Stored items from a collection
---
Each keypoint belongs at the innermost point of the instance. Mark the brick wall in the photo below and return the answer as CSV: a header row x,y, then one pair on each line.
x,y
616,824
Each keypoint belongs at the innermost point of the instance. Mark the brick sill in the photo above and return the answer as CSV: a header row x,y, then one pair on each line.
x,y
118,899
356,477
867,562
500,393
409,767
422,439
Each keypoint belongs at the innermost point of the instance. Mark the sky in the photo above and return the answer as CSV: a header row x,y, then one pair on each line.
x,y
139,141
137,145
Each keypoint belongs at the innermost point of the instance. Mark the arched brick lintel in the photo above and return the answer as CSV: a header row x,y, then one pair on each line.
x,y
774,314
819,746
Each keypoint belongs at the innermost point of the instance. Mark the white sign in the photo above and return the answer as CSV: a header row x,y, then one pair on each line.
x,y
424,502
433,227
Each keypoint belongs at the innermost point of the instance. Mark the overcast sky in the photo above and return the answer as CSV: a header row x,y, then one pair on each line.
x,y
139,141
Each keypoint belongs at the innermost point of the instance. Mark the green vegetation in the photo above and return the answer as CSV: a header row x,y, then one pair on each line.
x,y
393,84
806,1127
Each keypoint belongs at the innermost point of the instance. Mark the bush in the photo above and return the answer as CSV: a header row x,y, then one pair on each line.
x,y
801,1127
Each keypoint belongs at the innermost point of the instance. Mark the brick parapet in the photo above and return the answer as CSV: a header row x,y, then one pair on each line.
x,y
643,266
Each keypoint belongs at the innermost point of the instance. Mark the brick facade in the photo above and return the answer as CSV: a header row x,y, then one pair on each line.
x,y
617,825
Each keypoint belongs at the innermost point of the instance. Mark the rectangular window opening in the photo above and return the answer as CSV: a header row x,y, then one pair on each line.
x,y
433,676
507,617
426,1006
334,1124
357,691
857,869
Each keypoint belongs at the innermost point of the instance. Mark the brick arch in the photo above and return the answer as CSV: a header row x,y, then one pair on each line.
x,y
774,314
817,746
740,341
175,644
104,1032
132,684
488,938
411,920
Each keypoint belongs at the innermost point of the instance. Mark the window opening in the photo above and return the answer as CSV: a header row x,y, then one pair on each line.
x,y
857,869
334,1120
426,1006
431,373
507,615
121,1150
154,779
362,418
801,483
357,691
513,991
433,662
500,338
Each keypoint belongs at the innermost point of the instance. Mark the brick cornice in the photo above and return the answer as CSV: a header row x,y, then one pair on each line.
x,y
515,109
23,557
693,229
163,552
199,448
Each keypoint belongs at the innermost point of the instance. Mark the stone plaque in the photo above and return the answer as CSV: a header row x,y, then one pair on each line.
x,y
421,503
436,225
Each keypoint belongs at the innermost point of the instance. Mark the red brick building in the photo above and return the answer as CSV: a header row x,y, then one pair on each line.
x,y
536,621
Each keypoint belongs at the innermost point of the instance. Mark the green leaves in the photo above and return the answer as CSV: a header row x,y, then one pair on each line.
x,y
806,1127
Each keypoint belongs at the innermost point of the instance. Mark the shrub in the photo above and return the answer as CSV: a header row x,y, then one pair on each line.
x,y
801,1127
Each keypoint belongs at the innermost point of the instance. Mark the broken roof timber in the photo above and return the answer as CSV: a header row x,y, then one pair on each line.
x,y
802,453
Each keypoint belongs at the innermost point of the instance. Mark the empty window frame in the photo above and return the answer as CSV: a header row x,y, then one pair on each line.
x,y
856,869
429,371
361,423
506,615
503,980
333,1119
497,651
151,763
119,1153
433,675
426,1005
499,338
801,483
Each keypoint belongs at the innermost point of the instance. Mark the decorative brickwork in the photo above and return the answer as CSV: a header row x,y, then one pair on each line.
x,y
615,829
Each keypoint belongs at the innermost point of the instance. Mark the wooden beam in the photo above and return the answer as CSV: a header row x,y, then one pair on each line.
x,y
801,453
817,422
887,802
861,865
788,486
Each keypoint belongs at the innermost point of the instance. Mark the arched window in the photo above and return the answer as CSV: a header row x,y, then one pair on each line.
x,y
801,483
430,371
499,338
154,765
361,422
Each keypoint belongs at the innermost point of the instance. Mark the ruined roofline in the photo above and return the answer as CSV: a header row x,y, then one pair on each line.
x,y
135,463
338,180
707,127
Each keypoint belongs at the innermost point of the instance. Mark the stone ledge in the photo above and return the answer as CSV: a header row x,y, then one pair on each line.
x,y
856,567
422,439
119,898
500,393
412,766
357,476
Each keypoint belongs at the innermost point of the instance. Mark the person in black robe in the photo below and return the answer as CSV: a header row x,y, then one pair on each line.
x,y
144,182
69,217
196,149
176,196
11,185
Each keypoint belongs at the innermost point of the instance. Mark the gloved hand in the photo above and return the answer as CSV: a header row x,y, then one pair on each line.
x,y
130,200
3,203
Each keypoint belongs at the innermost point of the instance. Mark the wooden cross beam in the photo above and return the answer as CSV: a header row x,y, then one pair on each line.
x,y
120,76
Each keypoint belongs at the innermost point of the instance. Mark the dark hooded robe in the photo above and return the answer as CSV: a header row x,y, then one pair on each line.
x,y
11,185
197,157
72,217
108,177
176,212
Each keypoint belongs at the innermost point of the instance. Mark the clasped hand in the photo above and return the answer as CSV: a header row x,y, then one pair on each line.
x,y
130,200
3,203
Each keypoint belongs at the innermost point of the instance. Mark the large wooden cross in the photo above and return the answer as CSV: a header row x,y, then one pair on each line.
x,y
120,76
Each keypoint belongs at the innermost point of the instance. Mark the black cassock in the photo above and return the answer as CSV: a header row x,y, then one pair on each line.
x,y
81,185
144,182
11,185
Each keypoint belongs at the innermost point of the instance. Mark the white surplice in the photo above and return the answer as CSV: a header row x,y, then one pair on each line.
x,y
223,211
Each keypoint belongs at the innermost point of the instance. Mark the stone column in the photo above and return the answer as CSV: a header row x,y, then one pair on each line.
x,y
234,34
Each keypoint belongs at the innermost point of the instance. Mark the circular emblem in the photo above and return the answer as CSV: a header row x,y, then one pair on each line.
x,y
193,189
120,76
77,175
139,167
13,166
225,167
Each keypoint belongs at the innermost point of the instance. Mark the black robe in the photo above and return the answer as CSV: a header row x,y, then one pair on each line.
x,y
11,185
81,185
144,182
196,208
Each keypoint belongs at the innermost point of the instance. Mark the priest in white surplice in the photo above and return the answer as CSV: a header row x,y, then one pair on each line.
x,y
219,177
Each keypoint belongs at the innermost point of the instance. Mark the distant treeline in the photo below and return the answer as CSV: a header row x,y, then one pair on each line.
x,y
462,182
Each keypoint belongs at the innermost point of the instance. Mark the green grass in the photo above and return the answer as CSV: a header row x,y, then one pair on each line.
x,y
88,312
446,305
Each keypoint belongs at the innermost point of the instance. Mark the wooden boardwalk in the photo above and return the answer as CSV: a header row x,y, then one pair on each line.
---
WHAT THE TASK REQUIRES:
So that nothing is lost, transcribe each entry exactly as written.

SOLVED PROBLEM:
Each keypoint belongs at the innermost point of the instance. Mark the brick wall in the photo below and return the answer as CSV: a header row x,y, then one pair on each line.
x,y
616,824
Each keypoint belongs at the innermost point of the instance. Mark the brick sill in the photo above and return the answer as CSV: a header row x,y, then one pair on each line.
x,y
118,899
356,477
867,562
500,393
409,767
422,439
Each keypoint belongs at the innermost point of the instance. Mark the sky in the photo above and return the answer as CSV: a header row x,y, then one pair on each line.
x,y
139,141
137,145
Each keypoint belongs at the innermost point of the instance. Mark the arched brick lintel in the photo above and return the answer as CSV: a header row x,y, then one pair on each line.
x,y
774,314
819,746
Each keypoint belongs at the innermost point of the instance. Mark the white sign in the photo above and return the answer as CSV: a header row x,y, then one pair on each line.
x,y
424,502
433,227
Each keypoint belongs at the innermost point of the instance. Mark the overcast sky in the photo above and return the answer as CSV: a header row x,y, then one pair on each line.
x,y
139,141
Each keypoint belongs at the innermost point of the instance. Mark the green vegetation in the photo above and return the answer as CSV: a header row x,y, then one pair on each line.
x,y
393,84
806,1127
Each keypoint belongs at the innermost point of the instance. Mark the bush in the photo above and return the answer as CSV: a header row x,y, then one pair on each line.
x,y
801,1127
Each keypoint belongs at the innermost point of the instance. Mark the brick parapet in the photo above and return the answer as CSV: a header row x,y, then one pair on each line.
x,y
643,266
Each keypoint belongs at the innermost point of the instance. Mark the brick facade in the photo above and return the answer as CSV: a header row x,y, then one pair on each line.
x,y
617,825
Each keypoint belongs at the innermost point of the instance. Mark the rectangular window opening in the photo above and return the answer as CSV: a header row x,y, then one pair on each line.
x,y
433,676
507,617
426,1006
334,1124
357,691
857,869
Each keypoint belongs at the innermost point of the instance. Mark the brick arch in the photo above and return the answer as CSV: a header row x,y, then one pair on each line.
x,y
774,314
817,746
740,341
175,644
104,1032
132,684
488,938
411,920
Each keypoint belongs at the innermost point of the instance. Mark the window opening in the photo above and return the answer as CSV: a header row x,y, then one pair on each line.
x,y
857,869
334,1120
426,1006
431,373
507,615
121,1150
154,779
362,418
801,483
357,691
513,991
433,662
500,338
Each keypoint belongs at the innermost point of the instance. Mark the brick cornice in the photo above and return the answer as CSV: a header row x,y, then one pair on each line.
x,y
515,109
23,557
693,229
163,552
199,448
Each keypoint belongs at the innermost point of the instance. Mark the stone plaque in the photo above and return the answer as CSV: a header row x,y, then one pair on each line.
x,y
421,503
436,225
Each keypoint belongs at the innermost point of the instance. Mark the red brick building in the photo above and return the answer as CSV: a header row x,y, then one pair on each line.
x,y
536,621
Each keypoint belongs at the innermost point of the instance. Mark the green leaves in the photo above and return the answer as CSV: a header row x,y, then one pair on each line.
x,y
806,1127
Each keypoint belongs at the innermost point of the instance. Mark the shrub in the photo above and return the answer as CSV: a header row x,y, then one pair on each line.
x,y
801,1127
Each keypoint belongs at the innermost point of the instance. Mark the broken roof timber in the photo above and return the answer as CSV: a header row x,y, then one pair on each line.
x,y
802,453
Each keypoint belongs at the innermost point of the instance. Mark the empty window frame in the photo above and return the answer as CSV: a header row x,y, then one pair on each line.
x,y
856,869
429,371
361,423
506,615
503,980
333,1119
497,651
151,763
119,1153
433,675
426,1005
499,338
801,483
Each keypoint belongs at the innermost point of the instance. Mark the decorative brickwork in the photo above and return the answer as CSV: a header row x,y, then one pair on each line.
x,y
615,829
Each keypoint belongs at the innermost point of the instance. Mark the wooden beam in the photo above and return the answer as CSV: a header row x,y, then one pair on each line.
x,y
801,453
817,422
887,802
861,865
788,486
Each keypoint belongs at the innermost point of the instance. Mark the arched window in the photo above and return the answer as CSV: a header row x,y, then one pair on each line.
x,y
801,483
430,371
499,338
154,765
361,422
Each keypoint belongs at the innermost point of the instance. Mark the ruined roofline in the photo above and return the answer as CSV: a header row x,y, then one pair on each line.
x,y
135,463
338,180
707,127
Each keypoint belongs at the innermost point of the instance. Mark the stone ledge in the photo above and return the answer as CSV: a header row x,y, then one pair on each line.
x,y
856,567
422,439
119,898
500,393
412,766
357,476
Each keypoint belongs at the innermost point of the instance. Mark the person in black robe in the photo below and return the answer as CSV: a header row x,y, then one pair on each line.
x,y
144,182
69,217
196,149
176,196
11,185
Each keypoint belongs at the innermost point of the instance. Mark the gloved hand in the photo above and return the answer as CSV: a header row x,y, then one pair on each line.
x,y
130,200
3,203
Each keypoint belongs at the innermost point of the instance. Mark the wooden cross beam in the photo above and return the answer as CSV: a header row x,y, then one pair on each line.
x,y
120,76
Each keypoint belongs at the innermost point of the instance. Mark the dark hooded robe in the photo above and return the answer as CSV: a header row x,y, then one pair on each line.
x,y
11,185
197,157
72,217
108,177
176,212
Each keypoint belongs at the innermost point of the instance. Mark the clasped hand in the photo above and return the answer as CSV: a header row x,y, then one pair on each line.
x,y
130,200
3,203
Each keypoint belongs at the innermost point of the instance. Mark the large wooden cross in the photo above and return the answer as CSV: a header row x,y, then one pair on each line.
x,y
120,76
Each keypoint belongs at the innermost point of the instance. Mark the black cassock in the photo above and return the answer as CSV: a header row x,y, then one pair on each line.
x,y
81,185
144,182
11,185
Each keypoint belongs at the innermost point of the instance. Mark the white surplice in the photo above and return the answer as CSV: a header row x,y, then one pair on each line.
x,y
223,211
Each keypoint belongs at the innermost point of the instance. Mark the stone column in the photo above and return the answer as CSV: a header row x,y, then one pair on each line.
x,y
234,34
Each keypoint belongs at the innermost point of the instance. Mark the circular emblem in the photo above and return the answer as CSV: a header row x,y, then one pair on each line.
x,y
193,189
120,76
77,175
139,167
13,166
225,167
Each keypoint belongs at the innermost point of the instance. Mark the black robe in the photo above and return the answer as CSV: a header row x,y, then one pair on each line.
x,y
11,185
81,185
144,182
196,208
Each keypoint belongs at the innermost point of the instance. Mark the priest in white surplice in the photo above and return the answer as CSV: a header row x,y, then one pair on each line.
x,y
219,177
Each keypoint belongs at the innermost point of the instance. Mark the distant treeline in the photo below and return the answer as CSV: a header row x,y, then one pair on each line.
x,y
462,182
Each keypoint belongs at the innermost point of the instance. Mark the green grass in the photo above and return the answer as CSV: a header row x,y, then one pair on each line.
x,y
88,312
446,305
Each keypoint belongs at the innermost point of the instance. Mark the wooden boardwalk in the photo above and return the answer as CSV: a header row x,y, then one pair on each line.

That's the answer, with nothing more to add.